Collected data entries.
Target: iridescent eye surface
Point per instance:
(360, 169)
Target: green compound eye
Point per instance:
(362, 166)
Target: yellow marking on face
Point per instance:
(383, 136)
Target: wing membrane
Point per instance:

What is required. Every line above is to be transcribed exactly.

Answer to this problem.
Target: iridescent eye surface
Point per instance:
(360, 169)
Target: green compound eye
Point per instance:
(362, 166)
Target: yellow marking on face
Point per instance:
(383, 136)
Target: wing membrane
Point per instance:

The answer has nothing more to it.